EXTRACTED TEXT:
Other monetary incentives are less direct, such as awarding periodic, discretionary bonuses to top performers, offering the possibility of a promotion to a higher-paying position or profit sharing for team projects.[16] Alternatively, firms can also incentivize their employees to perform by threatening to demote or terminate them for poor performance.[16] When employees feel that their careers are in jeopardy, they are more likely to increase their efforts.

Monetary incentives do affect the effort and average performance of employees but are likely dependent on the scope of the job and the task variables. For routine jobs such as clerical and administration jobs that are mundane, the presence of monetary incentives will encourage employees to demonstrate consistent effort of diligence when the intrinsic incentive has been exhausted. On the other hand, if the task assigned is too challenging, monetary incentives make little to no difference in increasing an employee's contribution to work.[17]

The effect of monetary incentives can depend on the framing of the rewards. For example, in cadaveric organ donation, funeral aids are perceived to be more ethical (particularly in showing gratitude and honoring the deceased donor) and potentially increase donation willingness than direct cash payments of the same monetary value.[18][19]

Non-monetary incentives edit

Non-monetary incentives can act as an impactful reward system to employees with superior performance that is independent to predetermined targets.[20] They refer to the use of rewards or benefits that are not directly related to money or financial compensation to motivate individuals to perform specific actions or achieve desired outcomes [21]

The use of non-monetary incentives is based on the recognition that individuals are motivated by a range of factors beyond financial rewards and acts as a reinforcement to encourage work engagement and productivity.[22] Some examples of these incentives include extra paid holidays, recognition, praise, opportunity for personal or professional growth, gifts, family benefits or even work-based perks such as more interesting projects or work.

Individual may be motivated by a sense of purpose, a desire for personal fulfillment or growth, a need for social recognition or status, or other non-financial factors. By providing these types of incentives tend to boost employees' job satisfaction as they feel more appreciated for their efforts and lower turnover rates. Compared to monetary incentives, studies have shown that employees find non-monetary incentives more memorable as they are separated from normal pay and hence are more distinguishable.[23] In addition, non-monetary incentives are known to promote long-term commitment and loyalty among employees[21] Effective use of non-monetary incentives can positively influence employees’ perception of the company's image as well as increase the morale of firms.[24] Compared to monetary incentives, non-monetary incentives hold a stronger and longer-lasting influence on employees’ motivation as it results in a higher utility level.[25] Employees with higher job satisfaction and morale were found to have better overall performance, contribution and hence higher productivity.[26] Another advantage of non-monetary incentives that it allows a positive work culture that emphasizes cooperation, teamwork, and social responsibility.

Entries taken from a dataset:
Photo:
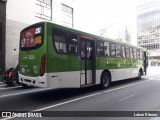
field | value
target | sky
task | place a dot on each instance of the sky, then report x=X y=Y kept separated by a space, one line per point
x=100 y=14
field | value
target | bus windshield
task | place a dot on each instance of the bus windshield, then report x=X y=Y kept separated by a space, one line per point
x=31 y=37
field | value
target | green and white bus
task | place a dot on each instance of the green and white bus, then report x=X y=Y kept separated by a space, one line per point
x=54 y=56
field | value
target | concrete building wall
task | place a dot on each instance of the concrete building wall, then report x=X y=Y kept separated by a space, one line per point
x=2 y=35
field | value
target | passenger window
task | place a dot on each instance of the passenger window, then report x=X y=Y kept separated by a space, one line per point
x=72 y=43
x=138 y=54
x=141 y=54
x=106 y=49
x=100 y=48
x=118 y=50
x=113 y=50
x=131 y=52
x=65 y=42
x=123 y=52
x=134 y=53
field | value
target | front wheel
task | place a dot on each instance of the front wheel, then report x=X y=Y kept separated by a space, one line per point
x=105 y=80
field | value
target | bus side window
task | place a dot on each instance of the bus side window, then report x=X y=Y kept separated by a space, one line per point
x=72 y=42
x=60 y=41
x=141 y=54
x=118 y=50
x=123 y=52
x=127 y=52
x=138 y=53
x=113 y=50
x=134 y=53
x=131 y=52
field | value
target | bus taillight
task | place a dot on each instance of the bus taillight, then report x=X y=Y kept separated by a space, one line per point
x=43 y=63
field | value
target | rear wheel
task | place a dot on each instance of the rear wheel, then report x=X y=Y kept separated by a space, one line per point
x=105 y=80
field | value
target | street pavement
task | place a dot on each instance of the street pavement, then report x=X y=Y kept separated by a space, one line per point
x=128 y=95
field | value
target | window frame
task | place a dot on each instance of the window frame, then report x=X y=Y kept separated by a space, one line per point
x=111 y=50
x=43 y=5
x=66 y=42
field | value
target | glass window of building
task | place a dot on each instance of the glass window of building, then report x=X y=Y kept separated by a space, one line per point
x=44 y=9
x=67 y=16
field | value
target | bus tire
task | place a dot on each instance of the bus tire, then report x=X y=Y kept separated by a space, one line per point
x=25 y=86
x=105 y=80
x=139 y=75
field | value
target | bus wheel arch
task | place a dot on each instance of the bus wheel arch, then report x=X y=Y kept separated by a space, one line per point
x=105 y=79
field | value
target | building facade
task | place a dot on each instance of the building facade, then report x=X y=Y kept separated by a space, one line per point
x=148 y=29
x=28 y=12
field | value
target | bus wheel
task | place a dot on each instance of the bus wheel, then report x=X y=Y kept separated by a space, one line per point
x=105 y=80
x=139 y=75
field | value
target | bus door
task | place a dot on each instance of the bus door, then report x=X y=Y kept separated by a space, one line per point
x=88 y=62
x=145 y=61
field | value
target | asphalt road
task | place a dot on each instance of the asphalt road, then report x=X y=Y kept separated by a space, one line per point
x=128 y=95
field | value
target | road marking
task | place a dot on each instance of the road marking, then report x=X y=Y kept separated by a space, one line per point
x=126 y=86
x=127 y=97
x=52 y=106
x=77 y=99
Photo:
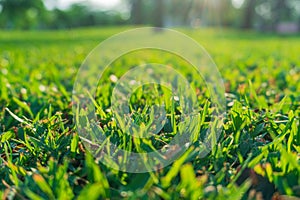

AIM:
Answer these questions using the passage on workplace incentives:
1. What does the passage say firms can threaten to do to employees who perform poorly?
2. In cadaveric organ donation, what is seen as more ethical than direct cash payments of the same monetary value?
3. According to the studies mentioned, why do employees find non-monetary incentives more memorable than monetary ones?
These lines have no connection to the passage on workplace incentives.

SOLUTION TO THIS TASK:
1. Demote or terminate them.
2. Funeral aids.
3. They are separated from normal pay and are therefore more distinguishable.